- **GIVEN DATA**:
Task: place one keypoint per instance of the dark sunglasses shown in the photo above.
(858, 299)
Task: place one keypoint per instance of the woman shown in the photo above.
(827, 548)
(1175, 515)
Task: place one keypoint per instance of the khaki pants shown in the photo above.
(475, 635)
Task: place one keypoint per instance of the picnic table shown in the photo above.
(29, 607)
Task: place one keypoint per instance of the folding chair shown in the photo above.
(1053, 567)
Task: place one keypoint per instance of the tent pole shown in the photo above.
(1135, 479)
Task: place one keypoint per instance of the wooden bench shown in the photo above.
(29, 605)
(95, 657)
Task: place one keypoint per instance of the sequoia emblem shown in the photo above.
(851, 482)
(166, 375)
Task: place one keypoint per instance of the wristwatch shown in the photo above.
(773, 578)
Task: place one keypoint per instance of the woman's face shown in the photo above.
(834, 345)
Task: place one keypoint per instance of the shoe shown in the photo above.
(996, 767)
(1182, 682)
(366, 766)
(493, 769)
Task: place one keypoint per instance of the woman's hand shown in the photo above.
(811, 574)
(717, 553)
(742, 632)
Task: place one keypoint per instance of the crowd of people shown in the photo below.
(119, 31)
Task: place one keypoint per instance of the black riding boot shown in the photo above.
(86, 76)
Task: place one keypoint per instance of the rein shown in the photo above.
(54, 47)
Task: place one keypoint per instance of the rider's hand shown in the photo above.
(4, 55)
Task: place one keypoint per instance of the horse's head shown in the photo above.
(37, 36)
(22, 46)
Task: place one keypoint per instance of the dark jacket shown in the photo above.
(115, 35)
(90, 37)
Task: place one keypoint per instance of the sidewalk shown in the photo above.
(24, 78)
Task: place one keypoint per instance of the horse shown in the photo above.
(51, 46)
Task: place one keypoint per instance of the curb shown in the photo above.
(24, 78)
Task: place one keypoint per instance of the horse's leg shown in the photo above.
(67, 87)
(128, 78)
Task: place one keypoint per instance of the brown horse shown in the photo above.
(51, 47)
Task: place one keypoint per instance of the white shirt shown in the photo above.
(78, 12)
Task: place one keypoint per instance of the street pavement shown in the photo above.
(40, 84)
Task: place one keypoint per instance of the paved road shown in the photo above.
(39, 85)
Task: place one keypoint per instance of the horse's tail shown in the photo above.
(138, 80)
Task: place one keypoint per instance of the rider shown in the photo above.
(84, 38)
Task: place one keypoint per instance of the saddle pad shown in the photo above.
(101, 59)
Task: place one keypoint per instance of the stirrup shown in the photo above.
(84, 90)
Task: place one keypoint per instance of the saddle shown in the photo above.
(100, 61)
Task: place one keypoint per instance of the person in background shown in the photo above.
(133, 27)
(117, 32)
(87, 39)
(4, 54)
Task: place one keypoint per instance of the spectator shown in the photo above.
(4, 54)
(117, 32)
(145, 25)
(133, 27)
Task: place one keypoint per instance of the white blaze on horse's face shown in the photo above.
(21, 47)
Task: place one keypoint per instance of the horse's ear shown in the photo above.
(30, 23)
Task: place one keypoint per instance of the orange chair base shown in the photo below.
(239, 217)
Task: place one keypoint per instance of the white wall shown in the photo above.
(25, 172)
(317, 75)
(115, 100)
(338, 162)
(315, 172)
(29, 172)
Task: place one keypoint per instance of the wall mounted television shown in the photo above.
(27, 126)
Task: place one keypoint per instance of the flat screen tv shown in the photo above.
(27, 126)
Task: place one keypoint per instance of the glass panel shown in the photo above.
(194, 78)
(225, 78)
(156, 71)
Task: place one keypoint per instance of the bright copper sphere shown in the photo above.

- **ASSIGNMENT**:
The records above need copying. Do it exactly.

- **SOLUTION TO THIS PROBLEM**:
Task: place one keypoint per instance of the dark sunglasses shown in the photo above.
(858, 299)
Task: place one keypoint per instance of the woman shown in the photo above.
(827, 548)
(1175, 515)
Task: place one keypoint per instance of the khaki pants shown in the photo above.
(475, 635)
Task: place one keypoint per instance of the picnic table shown in the photo above.
(29, 607)
Task: place one keypoint per instance of the folding chair shown in the photo above.
(1053, 567)
Task: place one keypoint per instance of the tent pole shown in the photo above.
(1135, 479)
Task: place one keypoint per instance of the wooden bench shown in the photo above.
(29, 605)
(95, 657)
Task: place one keypoint per instance of the sequoia emblem shown in the photo above.
(851, 482)
(166, 375)
Task: place one keypoint per instance of the wristwatch shown in the photo above.
(773, 578)
Task: place one keypoint per instance of the woman's face shown in the photo above.
(834, 345)
Task: place one keypoint per instance of the shoe shown in the photo above.
(996, 767)
(1182, 682)
(366, 766)
(493, 769)
Task: place one keypoint per instance of the woman's hand shown in the photo above.
(811, 574)
(717, 553)
(742, 632)
Task: place one keypoint per instance of the crowd of people shown in the photo below.
(119, 31)
Task: place one keypoint per instance of the black riding boot shown in the photo above.
(86, 76)
Task: place one keypoint per instance of the rein shown in the photo above.
(54, 47)
Task: place one keypoint per instance of the rider's hand shown in the photo above.
(4, 55)
Task: place one keypoint per instance of the horse's head shown in the photo above.
(37, 36)
(22, 46)
Task: place one keypoint per instance of the dark jacket shown in the photo above.
(115, 35)
(90, 37)
Task: place one keypoint per instance of the sidewalk shown in the photo above.
(24, 78)
Task: place one keypoint per instance of the horse shown in the photo above.
(51, 46)
Task: place one keypoint per instance of the curb shown in the photo above.
(24, 78)
Task: place one keypoint per instance of the horse's leg shown in the photo above.
(67, 87)
(128, 78)
Task: place one keypoint per instance of the brown horse shown in the photo above.
(51, 47)
Task: place one keypoint per instance of the white shirt shown in the photo above.
(78, 12)
Task: place one keypoint per instance of the street pavement shown in the photo above.
(40, 84)
Task: place one keypoint per instance of the paved road shown in the photo above.
(39, 85)
Task: place one keypoint per instance of the horse's tail shown in the photo above.
(138, 80)
Task: place one keypoint per instance of the rider shown in the photo above.
(84, 38)
Task: place one keypoint per instance of the saddle pad shown in the photo above.
(101, 59)
Task: place one keypoint per instance of the stirrup shown in the photo above.
(84, 90)
Task: place one keypoint per instance of the saddle shown in the photo above.
(100, 61)
Task: place one keypoint per instance of the person in background shown in the photo above.
(133, 27)
(117, 32)
(87, 39)
(4, 54)
Task: place one keypoint per instance of the spectator shown in the photo above.
(4, 54)
(117, 32)
(145, 25)
(133, 27)
Task: place one keypoint per instance of the white blaze on horse's face shown in the photo above.
(21, 47)
Task: place one keypoint per instance of the horse's ear shown in the photo above.
(30, 23)
Task: place one keypoint per instance of the orange chair base shown in the photo below.
(239, 217)
Task: place one keypoint per instance of the white wall shown in the photo above.
(25, 172)
(317, 75)
(115, 100)
(338, 162)
(315, 172)
(29, 172)
Task: place one keypoint per instance of the wall mounted television shown in the photo above.
(27, 126)
Task: place one keypoint per instance of the flat screen tv shown in the photo above.
(27, 126)
Task: place one keypoint per instance of the glass panel shown in the photo above.
(194, 78)
(225, 78)
(156, 71)
Task: place one keypoint per instance of the bright copper sphere shown in the photo above.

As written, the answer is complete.